**WHAT IS NEEDED:**
The following data has a line with "form: x=3 y=29." and a line with "form: x=134 y=33.". Write out exactly those lines and all the lines between them.

**EXTRACTED INFORMATION:**

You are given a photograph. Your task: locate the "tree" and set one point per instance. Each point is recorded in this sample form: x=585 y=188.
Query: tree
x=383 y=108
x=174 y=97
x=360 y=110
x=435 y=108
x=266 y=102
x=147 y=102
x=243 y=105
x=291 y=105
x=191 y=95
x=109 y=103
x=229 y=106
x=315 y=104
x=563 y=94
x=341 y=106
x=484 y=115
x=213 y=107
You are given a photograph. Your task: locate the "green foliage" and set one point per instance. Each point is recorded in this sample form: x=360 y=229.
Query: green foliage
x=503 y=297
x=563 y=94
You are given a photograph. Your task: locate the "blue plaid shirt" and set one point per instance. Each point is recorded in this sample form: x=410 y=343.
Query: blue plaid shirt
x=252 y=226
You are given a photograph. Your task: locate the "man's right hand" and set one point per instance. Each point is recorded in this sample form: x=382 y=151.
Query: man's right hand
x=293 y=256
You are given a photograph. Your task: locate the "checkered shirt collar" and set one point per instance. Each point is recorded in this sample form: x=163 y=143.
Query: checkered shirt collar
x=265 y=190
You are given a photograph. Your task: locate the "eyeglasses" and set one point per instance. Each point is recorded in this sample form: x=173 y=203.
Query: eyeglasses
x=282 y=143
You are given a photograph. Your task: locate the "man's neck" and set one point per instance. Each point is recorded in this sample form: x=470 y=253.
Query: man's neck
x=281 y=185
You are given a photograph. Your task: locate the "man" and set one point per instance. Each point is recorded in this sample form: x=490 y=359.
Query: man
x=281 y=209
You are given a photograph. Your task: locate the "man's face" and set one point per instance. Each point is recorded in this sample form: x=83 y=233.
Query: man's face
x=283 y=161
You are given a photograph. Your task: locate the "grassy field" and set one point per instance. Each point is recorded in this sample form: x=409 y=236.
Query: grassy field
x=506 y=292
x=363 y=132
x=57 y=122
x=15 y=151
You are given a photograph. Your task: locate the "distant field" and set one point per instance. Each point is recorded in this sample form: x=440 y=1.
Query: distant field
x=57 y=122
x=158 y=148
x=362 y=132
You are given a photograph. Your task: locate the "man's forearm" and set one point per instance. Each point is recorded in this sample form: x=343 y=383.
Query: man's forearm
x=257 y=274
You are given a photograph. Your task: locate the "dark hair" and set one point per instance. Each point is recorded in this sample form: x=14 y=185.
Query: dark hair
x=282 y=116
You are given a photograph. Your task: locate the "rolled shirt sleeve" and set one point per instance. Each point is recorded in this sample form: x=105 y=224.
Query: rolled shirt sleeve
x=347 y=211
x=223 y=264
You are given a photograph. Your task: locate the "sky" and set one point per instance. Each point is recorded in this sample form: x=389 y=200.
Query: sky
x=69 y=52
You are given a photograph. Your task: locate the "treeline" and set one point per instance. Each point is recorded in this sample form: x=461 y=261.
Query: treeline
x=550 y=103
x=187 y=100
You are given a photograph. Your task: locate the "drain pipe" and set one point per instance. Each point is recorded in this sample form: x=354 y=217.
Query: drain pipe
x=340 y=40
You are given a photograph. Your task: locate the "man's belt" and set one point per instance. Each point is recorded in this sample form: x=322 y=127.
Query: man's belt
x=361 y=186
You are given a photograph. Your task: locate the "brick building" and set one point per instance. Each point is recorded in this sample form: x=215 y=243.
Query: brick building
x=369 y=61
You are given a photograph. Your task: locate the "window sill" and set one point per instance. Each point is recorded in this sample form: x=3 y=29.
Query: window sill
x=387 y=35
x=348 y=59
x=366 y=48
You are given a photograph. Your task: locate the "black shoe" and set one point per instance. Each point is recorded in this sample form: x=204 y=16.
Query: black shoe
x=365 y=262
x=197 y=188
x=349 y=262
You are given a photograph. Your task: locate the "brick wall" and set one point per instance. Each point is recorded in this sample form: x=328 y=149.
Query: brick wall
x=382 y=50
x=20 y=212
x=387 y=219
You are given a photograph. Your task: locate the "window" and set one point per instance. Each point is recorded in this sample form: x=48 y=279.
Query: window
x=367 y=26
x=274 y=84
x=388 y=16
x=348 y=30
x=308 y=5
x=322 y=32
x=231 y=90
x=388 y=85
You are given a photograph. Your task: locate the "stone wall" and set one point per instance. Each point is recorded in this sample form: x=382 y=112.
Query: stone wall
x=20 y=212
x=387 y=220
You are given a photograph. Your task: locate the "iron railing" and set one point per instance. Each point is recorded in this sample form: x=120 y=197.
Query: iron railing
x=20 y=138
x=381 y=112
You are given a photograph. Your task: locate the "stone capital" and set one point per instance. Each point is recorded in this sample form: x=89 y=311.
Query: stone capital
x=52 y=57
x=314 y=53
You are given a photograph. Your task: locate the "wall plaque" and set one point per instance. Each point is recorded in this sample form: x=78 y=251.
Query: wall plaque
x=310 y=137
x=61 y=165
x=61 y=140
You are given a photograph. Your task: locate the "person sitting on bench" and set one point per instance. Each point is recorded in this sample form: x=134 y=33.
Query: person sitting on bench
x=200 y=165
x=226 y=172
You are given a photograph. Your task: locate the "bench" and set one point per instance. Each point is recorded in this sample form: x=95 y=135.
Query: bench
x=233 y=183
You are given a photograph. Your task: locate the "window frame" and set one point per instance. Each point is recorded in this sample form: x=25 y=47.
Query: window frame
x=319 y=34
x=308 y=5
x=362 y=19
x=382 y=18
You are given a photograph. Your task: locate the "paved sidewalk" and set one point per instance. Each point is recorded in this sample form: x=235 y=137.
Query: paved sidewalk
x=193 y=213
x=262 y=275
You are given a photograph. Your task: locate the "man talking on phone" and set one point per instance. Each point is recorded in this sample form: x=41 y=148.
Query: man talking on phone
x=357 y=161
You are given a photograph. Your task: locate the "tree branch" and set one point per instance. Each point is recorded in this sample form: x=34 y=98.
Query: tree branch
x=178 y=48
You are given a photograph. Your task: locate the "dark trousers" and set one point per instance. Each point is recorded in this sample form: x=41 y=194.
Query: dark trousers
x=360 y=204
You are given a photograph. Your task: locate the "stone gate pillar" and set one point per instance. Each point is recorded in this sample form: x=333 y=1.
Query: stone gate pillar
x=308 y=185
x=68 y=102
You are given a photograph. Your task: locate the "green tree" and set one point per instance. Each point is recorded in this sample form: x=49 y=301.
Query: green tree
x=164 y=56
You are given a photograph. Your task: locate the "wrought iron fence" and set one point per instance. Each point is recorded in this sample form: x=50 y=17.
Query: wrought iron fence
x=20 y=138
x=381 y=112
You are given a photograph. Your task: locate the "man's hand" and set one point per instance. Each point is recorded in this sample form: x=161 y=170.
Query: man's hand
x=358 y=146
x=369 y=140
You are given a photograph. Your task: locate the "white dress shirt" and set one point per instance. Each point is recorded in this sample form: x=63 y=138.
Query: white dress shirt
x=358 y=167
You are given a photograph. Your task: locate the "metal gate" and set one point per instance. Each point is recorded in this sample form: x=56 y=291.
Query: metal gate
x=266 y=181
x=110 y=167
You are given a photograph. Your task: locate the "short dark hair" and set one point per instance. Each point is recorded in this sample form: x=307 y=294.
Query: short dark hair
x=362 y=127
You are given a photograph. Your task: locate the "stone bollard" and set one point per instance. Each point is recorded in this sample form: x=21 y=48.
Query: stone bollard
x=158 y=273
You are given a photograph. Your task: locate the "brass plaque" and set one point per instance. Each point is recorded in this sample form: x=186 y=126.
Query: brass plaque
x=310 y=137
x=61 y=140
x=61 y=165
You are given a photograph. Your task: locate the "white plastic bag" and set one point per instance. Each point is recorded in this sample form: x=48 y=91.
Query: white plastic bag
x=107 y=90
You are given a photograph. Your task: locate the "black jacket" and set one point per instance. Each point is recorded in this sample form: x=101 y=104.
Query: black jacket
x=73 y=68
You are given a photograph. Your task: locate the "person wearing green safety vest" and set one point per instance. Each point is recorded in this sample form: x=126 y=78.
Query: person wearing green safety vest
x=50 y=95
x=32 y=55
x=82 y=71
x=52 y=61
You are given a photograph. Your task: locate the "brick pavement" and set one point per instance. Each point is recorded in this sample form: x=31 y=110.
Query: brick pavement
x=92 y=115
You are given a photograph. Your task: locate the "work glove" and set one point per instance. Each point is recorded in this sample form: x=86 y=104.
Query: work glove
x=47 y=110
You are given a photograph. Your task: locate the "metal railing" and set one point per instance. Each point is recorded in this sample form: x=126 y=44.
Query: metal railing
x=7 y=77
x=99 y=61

**EXERCISE ANSWER:**
You are given a photograph. Your task: locate the "window sill" and set one point per instance. Each point is recorded in this sample form: x=3 y=29.
Query: window sill
x=387 y=35
x=348 y=59
x=366 y=48
You are given a photograph. Your task: locate the "black shoe" and set one point per instance. Each point is recorded in this sample form: x=204 y=16.
Query: black shoe
x=365 y=262
x=197 y=188
x=349 y=262
You are given a photograph. Your task: locate the "brick wall" and set one point per instance. Each point is recorded in this sample form: x=328 y=149.
Query: brick wall
x=382 y=50
x=20 y=212
x=387 y=219
You are given a photograph. Your task: locate the "window" and set one point per instance. Each point is recorded in this sample form: x=48 y=279.
Query: window
x=367 y=26
x=274 y=84
x=388 y=16
x=348 y=30
x=308 y=5
x=322 y=32
x=231 y=90
x=388 y=85
You are given a photograph. Your task: locate the "stone wall" and set one point per instance. Each point is recorded in this sample form: x=382 y=112.
Query: stone wall
x=20 y=212
x=387 y=220
You are given a photograph. Your task: locate the "iron railing" and set one point per instance. Each point is recorded in this sample form: x=120 y=197.
Query: iron railing
x=20 y=138
x=381 y=112
You are given a photograph. Your task: locate the "stone capital" and set one point per instance. Each point is recorded in this sample form: x=89 y=311.
Query: stone capital
x=52 y=57
x=314 y=53
You are given a photograph. Your task: locate the "wall plaque" and set one point per instance. Each point is recorded in this sample form: x=78 y=251.
Query: wall plaque
x=310 y=137
x=61 y=165
x=61 y=140
You are given a photograph. Your task: locate the "person sitting on bench" and set one point per instance. Each point is recorded in this sample form: x=134 y=33.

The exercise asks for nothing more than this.